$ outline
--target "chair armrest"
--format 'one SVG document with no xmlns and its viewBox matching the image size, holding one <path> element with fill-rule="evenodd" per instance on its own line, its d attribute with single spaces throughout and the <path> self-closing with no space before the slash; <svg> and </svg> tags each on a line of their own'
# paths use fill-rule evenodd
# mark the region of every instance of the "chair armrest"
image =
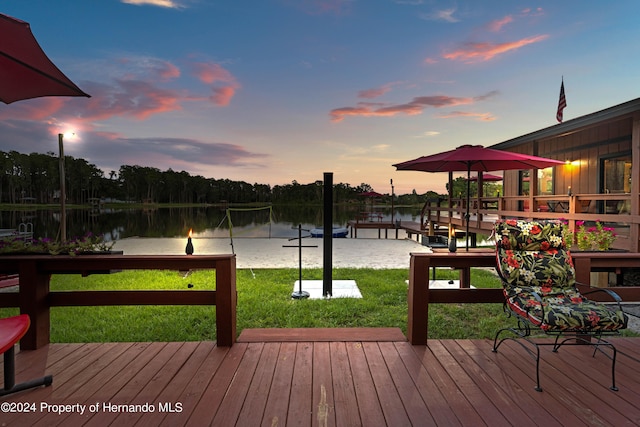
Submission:
<svg viewBox="0 0 640 427">
<path fill-rule="evenodd" d="M 618 304 L 618 309 L 620 309 L 620 311 L 624 311 L 622 310 L 622 305 L 620 304 L 622 302 L 622 298 L 620 298 L 620 295 L 618 295 L 617 293 L 615 293 L 614 291 L 612 291 L 611 289 L 607 289 L 607 288 L 597 288 L 594 289 L 592 291 L 588 291 L 588 292 L 583 292 L 582 295 L 583 296 L 587 296 L 589 294 L 593 294 L 596 292 L 604 292 L 607 295 L 609 295 L 612 299 L 613 302 L 615 302 L 616 304 Z"/>
</svg>

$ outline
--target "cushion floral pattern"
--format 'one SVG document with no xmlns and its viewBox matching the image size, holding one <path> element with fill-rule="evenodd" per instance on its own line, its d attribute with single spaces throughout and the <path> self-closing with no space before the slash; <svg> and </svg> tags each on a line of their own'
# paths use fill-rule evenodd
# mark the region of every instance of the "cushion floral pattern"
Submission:
<svg viewBox="0 0 640 427">
<path fill-rule="evenodd" d="M 584 298 L 559 221 L 495 225 L 497 270 L 510 309 L 545 331 L 618 330 L 627 316 Z"/>
</svg>

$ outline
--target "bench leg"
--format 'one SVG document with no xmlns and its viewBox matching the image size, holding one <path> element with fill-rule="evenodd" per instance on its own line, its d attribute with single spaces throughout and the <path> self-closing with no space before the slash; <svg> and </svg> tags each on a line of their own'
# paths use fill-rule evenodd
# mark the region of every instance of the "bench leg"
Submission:
<svg viewBox="0 0 640 427">
<path fill-rule="evenodd" d="M 53 383 L 53 377 L 47 375 L 42 378 L 36 378 L 33 380 L 25 381 L 20 384 L 16 384 L 16 361 L 15 361 L 15 346 L 11 347 L 4 353 L 4 389 L 0 390 L 0 396 L 6 396 L 7 394 L 17 393 L 29 388 L 50 386 Z"/>
</svg>

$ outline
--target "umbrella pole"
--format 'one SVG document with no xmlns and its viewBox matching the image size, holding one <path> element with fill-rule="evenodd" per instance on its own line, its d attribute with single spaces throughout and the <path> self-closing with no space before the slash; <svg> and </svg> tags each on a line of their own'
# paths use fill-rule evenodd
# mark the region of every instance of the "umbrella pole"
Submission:
<svg viewBox="0 0 640 427">
<path fill-rule="evenodd" d="M 467 223 L 467 230 L 465 233 L 466 248 L 469 252 L 469 202 L 471 201 L 471 163 L 467 163 L 467 214 L 465 215 L 465 222 Z"/>
</svg>

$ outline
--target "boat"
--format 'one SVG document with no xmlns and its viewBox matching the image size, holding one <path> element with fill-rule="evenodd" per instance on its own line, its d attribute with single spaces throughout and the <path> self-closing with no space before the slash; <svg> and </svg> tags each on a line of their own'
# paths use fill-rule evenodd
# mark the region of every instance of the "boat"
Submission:
<svg viewBox="0 0 640 427">
<path fill-rule="evenodd" d="M 324 229 L 312 228 L 309 233 L 311 233 L 311 237 L 323 237 Z M 331 237 L 347 237 L 348 234 L 349 230 L 346 227 L 333 227 Z"/>
</svg>

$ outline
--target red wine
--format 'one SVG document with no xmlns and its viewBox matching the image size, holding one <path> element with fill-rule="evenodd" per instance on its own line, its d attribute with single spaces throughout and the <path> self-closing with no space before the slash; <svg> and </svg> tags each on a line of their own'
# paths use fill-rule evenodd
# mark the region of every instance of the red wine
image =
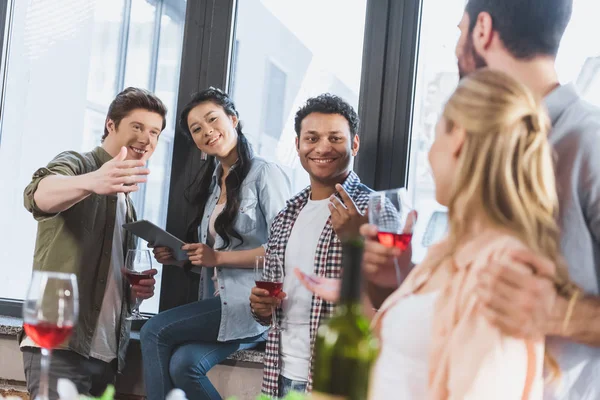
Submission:
<svg viewBox="0 0 600 400">
<path fill-rule="evenodd" d="M 255 281 L 256 287 L 269 291 L 269 296 L 277 297 L 283 289 L 283 282 L 267 282 L 267 281 Z"/>
<path fill-rule="evenodd" d="M 379 243 L 386 247 L 397 247 L 404 251 L 410 244 L 412 233 L 378 232 Z"/>
<path fill-rule="evenodd" d="M 152 279 L 152 275 L 150 274 L 131 270 L 125 271 L 125 277 L 131 286 L 139 285 L 142 279 Z"/>
<path fill-rule="evenodd" d="M 47 322 L 23 324 L 23 328 L 35 344 L 45 349 L 53 349 L 62 344 L 73 331 L 73 325 L 57 326 Z"/>
</svg>

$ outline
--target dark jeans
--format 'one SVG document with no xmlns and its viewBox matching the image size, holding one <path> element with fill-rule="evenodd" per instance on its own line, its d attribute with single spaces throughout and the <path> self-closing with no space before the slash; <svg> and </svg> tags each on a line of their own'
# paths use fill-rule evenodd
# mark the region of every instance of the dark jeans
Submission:
<svg viewBox="0 0 600 400">
<path fill-rule="evenodd" d="M 206 376 L 240 349 L 264 342 L 263 335 L 218 342 L 221 300 L 197 301 L 155 315 L 140 334 L 148 400 L 164 400 L 174 387 L 188 399 L 221 399 Z"/>
<path fill-rule="evenodd" d="M 283 375 L 279 375 L 279 397 L 283 398 L 292 391 L 300 393 L 306 392 L 306 382 L 293 381 Z"/>
<path fill-rule="evenodd" d="M 38 395 L 40 384 L 40 349 L 26 347 L 23 351 L 23 366 L 27 390 L 30 398 Z M 100 396 L 109 384 L 114 385 L 117 376 L 117 361 L 106 363 L 95 358 L 85 358 L 70 350 L 54 350 L 50 359 L 49 396 L 57 400 L 56 383 L 58 378 L 72 381 L 79 393 L 87 396 Z"/>
</svg>

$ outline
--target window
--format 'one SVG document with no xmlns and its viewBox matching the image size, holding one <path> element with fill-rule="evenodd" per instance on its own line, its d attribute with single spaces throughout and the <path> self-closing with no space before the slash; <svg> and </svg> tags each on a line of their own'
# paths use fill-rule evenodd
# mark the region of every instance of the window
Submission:
<svg viewBox="0 0 600 400">
<path fill-rule="evenodd" d="M 255 151 L 282 165 L 298 192 L 309 181 L 295 148 L 296 110 L 330 92 L 358 111 L 366 0 L 245 0 L 237 7 L 230 93 Z"/>
<path fill-rule="evenodd" d="M 272 62 L 267 62 L 267 104 L 265 110 L 265 133 L 279 139 L 283 131 L 283 110 L 285 108 L 286 74 Z"/>
<path fill-rule="evenodd" d="M 444 211 L 444 207 L 435 201 L 427 152 L 444 103 L 458 82 L 454 50 L 460 36 L 456 26 L 464 6 L 464 0 L 423 1 L 408 187 L 414 206 L 419 210 L 415 237 L 423 237 L 427 243 L 417 243 L 413 247 L 413 261 L 416 262 L 424 257 L 426 246 L 439 239 L 445 230 L 440 213 L 436 212 Z M 562 83 L 576 82 L 583 97 L 600 106 L 600 44 L 589 41 L 590 37 L 600 35 L 600 26 L 594 18 L 596 10 L 595 0 L 574 3 L 573 16 L 558 54 L 557 69 Z"/>
<path fill-rule="evenodd" d="M 1 121 L 0 225 L 11 227 L 0 230 L 2 297 L 22 299 L 31 274 L 36 223 L 22 193 L 32 173 L 61 151 L 99 145 L 108 106 L 127 86 L 154 91 L 169 109 L 149 181 L 134 196 L 140 219 L 165 226 L 185 8 L 185 0 L 15 2 Z M 158 301 L 142 311 L 157 312 Z"/>
</svg>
━━━
◆ Assignment ◆
Copy all lines from the data that hold the word "chair".

◆ Solution for this exercise ◆
--target "chair armrest"
# mark the region of every instance of the "chair armrest"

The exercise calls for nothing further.